GOAL OF THE EXERCISE:
Copy each of the following lines word for word, without changing any of them.

RECORD EXCERPTS:

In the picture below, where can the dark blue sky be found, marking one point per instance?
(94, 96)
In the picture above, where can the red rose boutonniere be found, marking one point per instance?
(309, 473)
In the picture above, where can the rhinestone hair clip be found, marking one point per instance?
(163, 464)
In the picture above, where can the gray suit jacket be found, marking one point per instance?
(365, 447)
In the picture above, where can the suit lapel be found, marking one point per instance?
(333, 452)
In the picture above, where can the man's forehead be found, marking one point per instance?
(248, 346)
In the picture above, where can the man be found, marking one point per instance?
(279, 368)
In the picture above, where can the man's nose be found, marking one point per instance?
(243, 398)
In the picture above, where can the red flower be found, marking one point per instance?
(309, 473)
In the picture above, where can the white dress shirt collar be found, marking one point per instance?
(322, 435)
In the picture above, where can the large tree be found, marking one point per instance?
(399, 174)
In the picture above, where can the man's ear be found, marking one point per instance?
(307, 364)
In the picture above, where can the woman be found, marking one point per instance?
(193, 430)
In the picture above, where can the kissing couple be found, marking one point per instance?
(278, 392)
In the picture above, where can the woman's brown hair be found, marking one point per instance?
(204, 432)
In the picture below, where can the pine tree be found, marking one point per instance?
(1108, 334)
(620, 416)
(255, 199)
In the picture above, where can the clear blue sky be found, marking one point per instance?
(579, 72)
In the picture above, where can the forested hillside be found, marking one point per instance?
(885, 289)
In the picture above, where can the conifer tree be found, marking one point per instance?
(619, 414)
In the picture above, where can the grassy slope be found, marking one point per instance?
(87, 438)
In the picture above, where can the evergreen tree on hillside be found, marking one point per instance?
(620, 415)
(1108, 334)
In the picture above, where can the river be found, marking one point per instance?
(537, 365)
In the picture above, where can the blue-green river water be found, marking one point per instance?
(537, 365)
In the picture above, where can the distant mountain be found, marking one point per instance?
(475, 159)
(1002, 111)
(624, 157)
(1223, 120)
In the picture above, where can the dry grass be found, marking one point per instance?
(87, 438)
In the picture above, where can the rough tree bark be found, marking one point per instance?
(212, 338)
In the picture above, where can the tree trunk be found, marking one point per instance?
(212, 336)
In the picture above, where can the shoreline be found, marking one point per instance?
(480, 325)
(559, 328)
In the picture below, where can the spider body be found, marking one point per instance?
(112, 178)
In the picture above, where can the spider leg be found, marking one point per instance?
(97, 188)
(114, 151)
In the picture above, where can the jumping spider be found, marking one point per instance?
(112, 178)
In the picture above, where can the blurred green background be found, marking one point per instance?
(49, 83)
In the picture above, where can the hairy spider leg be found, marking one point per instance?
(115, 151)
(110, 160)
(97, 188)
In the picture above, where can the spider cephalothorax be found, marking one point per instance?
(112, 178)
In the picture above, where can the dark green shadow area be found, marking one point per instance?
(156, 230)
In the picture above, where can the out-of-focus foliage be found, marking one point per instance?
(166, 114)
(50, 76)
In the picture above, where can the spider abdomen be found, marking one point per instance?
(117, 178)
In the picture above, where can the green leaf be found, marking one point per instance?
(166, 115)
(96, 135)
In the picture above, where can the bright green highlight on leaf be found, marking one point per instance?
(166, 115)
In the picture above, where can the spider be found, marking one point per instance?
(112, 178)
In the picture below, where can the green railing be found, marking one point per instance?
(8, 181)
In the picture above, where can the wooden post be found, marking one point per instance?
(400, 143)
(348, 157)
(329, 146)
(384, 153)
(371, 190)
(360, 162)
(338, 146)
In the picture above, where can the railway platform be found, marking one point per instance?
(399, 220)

OUTPUT OF THE EXERCISE:
In the picture below, where can the dark blue sky be found, marking one point per instance?
(94, 96)
In the picture above, where can the red rose boutonniere be found, marking one point per instance?
(309, 473)
In the picture above, where can the rhinestone hair clip be found, marking one point per instance?
(163, 464)
In the picture above, where can the gray suit jacket be found, marking one point per instance?
(365, 447)
In the picture above, where can the suit lapel be found, marking one point per instance?
(333, 452)
In the picture above, where can the man's forehead be found, marking one point per instance?
(248, 346)
In the picture above, where can the man be found, marking one point per instance?
(279, 368)
In the picture above, where can the man's nose be found, marking one point per instance?
(243, 398)
In the picture above, where can the red flower be found, marking one point per instance?
(309, 473)
In the picture above, where can the white dress shirt collar be found, marking one point per instance?
(322, 435)
In the picture above, where can the large tree be found, marking one point per instance?
(399, 174)
In the picture above, where can the man's ear be found, marking one point per instance?
(307, 364)
In the picture above, where can the woman be found, marking one point per instance?
(193, 430)
In the picture above, where can the kissing couple be found, marking one point per instance?
(278, 392)
In the picture above, where can the woman's brown hair be found, marking one point per instance?
(204, 432)
In the picture below, where can the pine tree be found, marking one point per instance?
(1108, 334)
(620, 416)
(255, 199)
In the picture above, where can the clear blue sky be found, marking one point per instance?
(579, 72)
In the picture above, where can the forested hillside be found, marking one point per instance?
(885, 289)
In the picture above, where can the conifer tree be found, marking one point per instance?
(619, 414)
In the picture above, where can the grassy slope be found, marking one point per instance?
(87, 438)
In the picture above, where can the evergreen tree on hillside be found, marking one point per instance?
(620, 415)
(1108, 334)
In the picture above, where can the river be found, marking one point per instance?
(537, 365)
In the picture above, where can the blue-green river water be found, marking one point per instance?
(537, 365)
In the picture above, where can the distant mountain be found, marking one point per instance?
(475, 159)
(1002, 111)
(624, 157)
(1223, 120)
In the picture above, where can the dry grass be found, marking one point per instance?
(87, 438)
In the picture above, where can the rough tree bark be found, marking one point per instance?
(212, 338)
In the picture above, where can the tree trunk be found, marking one point per instance?
(212, 336)
In the picture above, where can the shoreline be found, marking one point per instance?
(480, 325)
(559, 328)
In the picture below, where can the spider body be found, marking one point per instance?
(112, 178)
In the picture above, where can the spider leg be found, marking one point per instance?
(97, 188)
(114, 151)
In the picture above, where can the jumping spider be found, marking one point per instance?
(112, 178)
In the picture above, where can the blurred green background be found, marking one point per instance?
(49, 83)
In the picture above, where can the hairy spider leg be found, marking one point per instance?
(115, 151)
(110, 160)
(97, 188)
In the picture above, where can the spider cephalothorax be found, marking one point per instance?
(112, 178)
In the picture above, where can the dark green shadow area be found, marking one point per instance?
(156, 230)
In the picture above, where can the out-of-focus foliage be found, marking one point per instance?
(166, 114)
(50, 76)
In the picture above, where can the spider abdomen be found, marking one point per instance?
(117, 178)
In the picture above, where can the green leaf be found, marking one point per instance?
(166, 115)
(96, 135)
In the picture above, where can the bright green highlight on leaf be found, marking one point per instance?
(166, 115)
In the picture above, where can the spider be found, marking one point per instance?
(112, 178)
In the picture below, where can the green railing be found, marking one point per instance?
(8, 181)
In the picture above, where can the wooden post be found, marking one point per instance?
(400, 143)
(348, 157)
(329, 146)
(384, 153)
(371, 190)
(360, 162)
(338, 146)
In the picture above, where can the railway platform be found, marking one point per instance?
(399, 220)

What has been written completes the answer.